**TEXTAUSZUG**
--*--

Karfreitag / Karsamstag     Markusevangelium Kapitel 15

 

1 Und alsbald am Morgen hielten die Hohenpriester Rat mit den Ältesten und Schriftgelehrten, dazu der ganze Hohe Rat, und sie banden Jesus und führten ihn ab und überantworteten ihn Pilatus. 2 Und Pilatus fragte ihn: Bist du der König der Juden? Er aber antwortete ihm und sprach: Du sagst es. 3 Und die Hohenpriester beschuldigten ihn hart. 4 Pilatus aber fragte ihn abermals und sprach: Antwortest du nichts? Siehe, wie hart sie dich verklagen! 5 Jesus aber antwortete nichts mehr, sodass sich Pilatus verwunderte.

 

16 Die Soldaten aber führten ihn hinein in den Palast, das ist ins Prätorium, und riefen die ganze Kohorte zusammen 17 und zogen ihm einen Purpurmantel an und flochten eine Dornenkrone und setzten sie ihm auf 18 und fingen an, ihn zu grüßen: Gegrüßet seist du, der Juden König! 19 Und sie schlugen ihn mit einem Rohr auf das Haupt und spien ihn an und fielen auf die Knie und huldigten ihm. 20 Und als sie ihn verspottet hatten, zogen sie ihm den Purpurmantel aus und zogen ihm seine Kleider an.

--*--

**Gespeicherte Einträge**
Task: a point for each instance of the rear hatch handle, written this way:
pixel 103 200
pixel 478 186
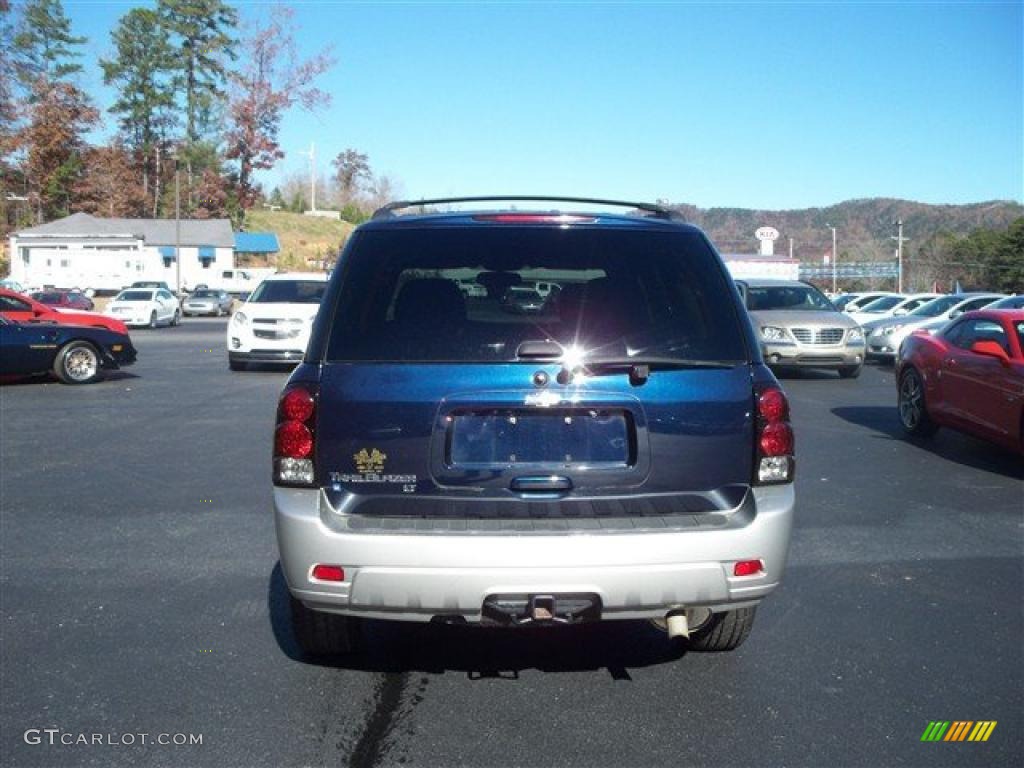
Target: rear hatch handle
pixel 546 484
pixel 540 350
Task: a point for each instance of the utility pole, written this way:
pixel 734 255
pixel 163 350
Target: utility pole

--*--

**SCHRIFTLICHE AUFGABE 1**
Stelle sämtliche Zeilen der Auflistung „Gespeicherte Einträge“ als nummerierte Liste dar und lass dabei Leerzeilen weg. Die Bilder nimm bitte nicht in die Antwort auf.
**SCHRIFTLICHE AUFGABE 2**
Führe den Bibeltext aus Markus 15 im Anschluss an den letzten gezeigten Vers weiter.

**ANTWORT 1**
1. Task: a point for each instance of the rear hatch handle, written this way:
2. pixel 103 200
3. pixel 478 186
4. Target: rear hatch handle
5. pixel 546 484
6. pixel 540 350
7. Task: a point for each instance of the utility pole, written this way:
8. pixel 734 255
9. pixel 163 350
10. Target: utility pole

**ANTWORT 2**
Und sie führten ihn hinaus, dass sie ihn kreuzigten. 21 Und zwangen einen, der vorüberging, Simon von Kyrene, der vom Feld kam, den Vater des Alexander und des Rufus, dass er ihm das Kreuz trage. 22 Und sie brachten ihn zu der Stätte Golgatha, das heißt übersetzt: Schädelstätte. 23 Und sie gaben ihm Myrrhe im Wein zu trinken; aber er nahm's nicht. 24 Und sie kreuzigten ihn. Und sie teilten seine Kleider und warfen das Los darum, wer was bekommen sollte. 25 Und es war die dritte Stunde, als sie ihn kreuzigten. 26 Und es stand geschrieben, welche Schuld man ihm gab, nämlich: Der König der Juden. 27-28 Und sie kreuzigten mit ihm zwei Räuber, einen zu seiner Rechten und einen zu seiner Linken. 29 Und die vorüber-gingen, lästerten ihn und schüttelten ihre Köpfe und sprachen: Ha, der du den Tempel abbrichst und baust ihn auf in drei Tagen, 30 hilf dir nun selber und steig herab vom Kreuz! 31 Desgleichen verspot-teten ihn auch die Hohenpriester untereinander samt den Schriftge-lehrten und sprachen: Er hat andern geholfen und kann sich selber nicht helfen. 32 Der Christus, der König von Israel, er steige nun vom Kreuz, damit wir sehen und glauben. Und die mit ihm gekreuzigt waren, schmähten ihn auch.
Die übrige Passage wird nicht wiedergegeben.